**НАБОР ДАННЫХ**
┌────────

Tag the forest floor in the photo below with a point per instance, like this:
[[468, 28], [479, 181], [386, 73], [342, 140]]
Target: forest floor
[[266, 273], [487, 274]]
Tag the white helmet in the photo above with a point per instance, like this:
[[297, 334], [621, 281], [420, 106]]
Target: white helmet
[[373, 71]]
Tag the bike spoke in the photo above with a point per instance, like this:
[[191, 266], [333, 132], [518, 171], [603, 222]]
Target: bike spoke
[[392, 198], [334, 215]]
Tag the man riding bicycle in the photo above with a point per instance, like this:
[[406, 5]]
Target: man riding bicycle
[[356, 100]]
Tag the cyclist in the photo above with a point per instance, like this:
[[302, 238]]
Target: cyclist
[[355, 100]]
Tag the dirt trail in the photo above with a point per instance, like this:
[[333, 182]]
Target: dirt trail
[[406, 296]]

└────────
┌────────

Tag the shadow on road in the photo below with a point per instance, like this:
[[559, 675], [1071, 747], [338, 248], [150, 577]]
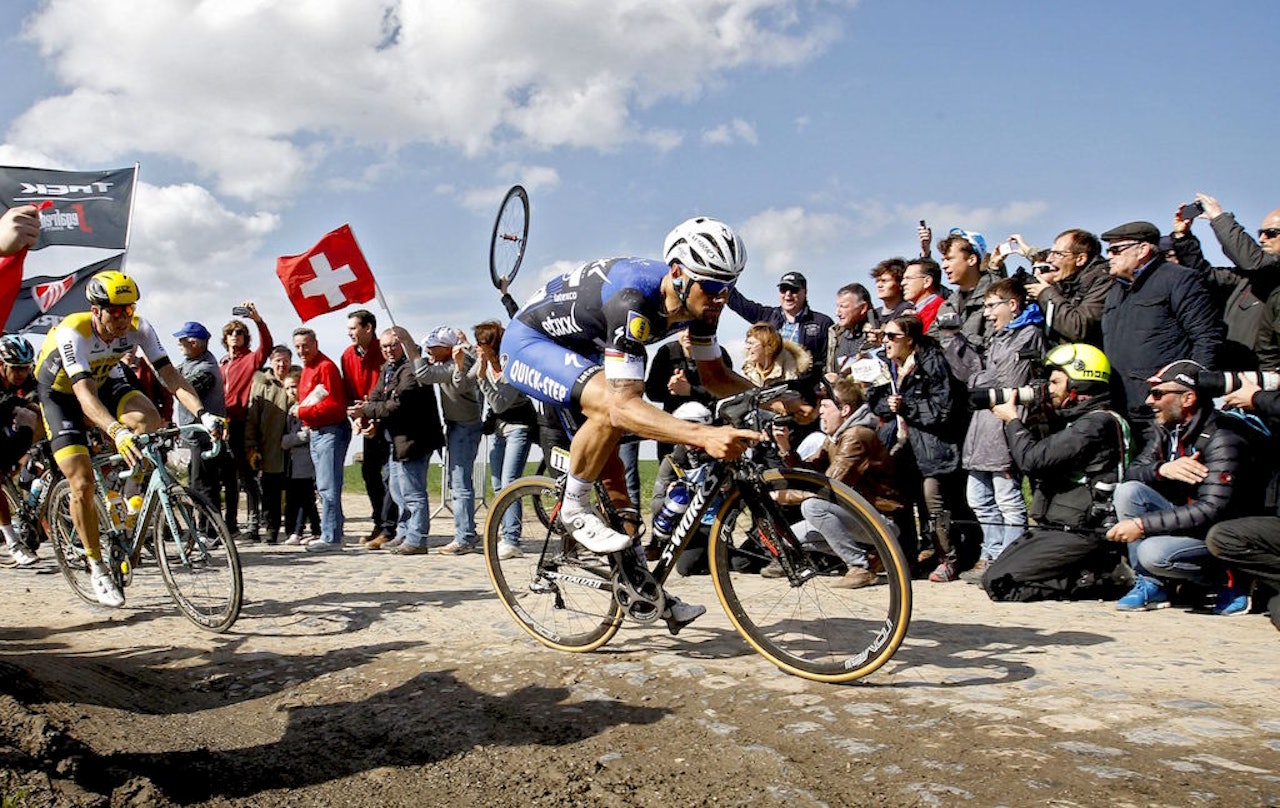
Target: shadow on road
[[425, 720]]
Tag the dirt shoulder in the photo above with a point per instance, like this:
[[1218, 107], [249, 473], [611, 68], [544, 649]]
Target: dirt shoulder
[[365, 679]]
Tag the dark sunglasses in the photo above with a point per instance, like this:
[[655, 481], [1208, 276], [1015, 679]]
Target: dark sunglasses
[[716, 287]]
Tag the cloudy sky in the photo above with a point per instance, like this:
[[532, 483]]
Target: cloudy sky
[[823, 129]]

└────────
┌────────

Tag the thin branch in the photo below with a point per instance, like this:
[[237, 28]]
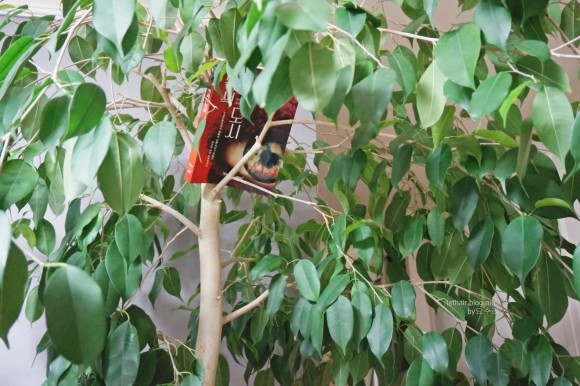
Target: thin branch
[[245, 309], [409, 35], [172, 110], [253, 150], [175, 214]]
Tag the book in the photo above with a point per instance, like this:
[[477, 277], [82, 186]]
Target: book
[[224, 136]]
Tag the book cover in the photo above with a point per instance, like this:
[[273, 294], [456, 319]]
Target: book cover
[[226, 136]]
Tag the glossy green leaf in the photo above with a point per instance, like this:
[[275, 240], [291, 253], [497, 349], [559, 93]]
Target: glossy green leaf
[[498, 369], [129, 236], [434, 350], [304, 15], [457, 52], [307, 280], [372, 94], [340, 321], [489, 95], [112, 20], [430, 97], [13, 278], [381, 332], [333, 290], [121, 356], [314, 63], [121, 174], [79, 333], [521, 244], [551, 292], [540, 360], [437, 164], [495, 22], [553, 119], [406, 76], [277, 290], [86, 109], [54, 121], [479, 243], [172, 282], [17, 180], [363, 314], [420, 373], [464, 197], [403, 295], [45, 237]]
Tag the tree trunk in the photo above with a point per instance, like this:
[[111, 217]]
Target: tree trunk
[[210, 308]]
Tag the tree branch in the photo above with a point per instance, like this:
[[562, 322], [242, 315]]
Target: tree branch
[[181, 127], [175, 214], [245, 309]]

└────────

**УСЛОВИЯ ЗАДАНИЯ**
Представьте в виде JSON-списка строк фрагмент листинга, который начинается строкой, содержащей «Tag the bike», и заканчивается строкой, содержащей «[[355, 100]]», включая обе эти строки. Каждой строке фрагмента должна соответствовать одна строка списка, а пустые строки нужно пропустить.

**ОТВЕТ**
[
  "Tag the bike spoke in the photo above with a point per instance, like this:",
  "[[191, 266], [333, 132], [518, 171], [603, 222]]",
  "Target: bike spoke",
  "[[392, 198], [334, 215]]",
  "Tag the man riding bicycle in the photo above with a point per instance, like this:",
  "[[406, 5]]",
  "Target: man riding bicycle",
  "[[356, 100]]",
  "Tag the cyclist in the photo above with a point per instance, like this:",
  "[[302, 238]]",
  "Target: cyclist",
  "[[355, 100]]"
]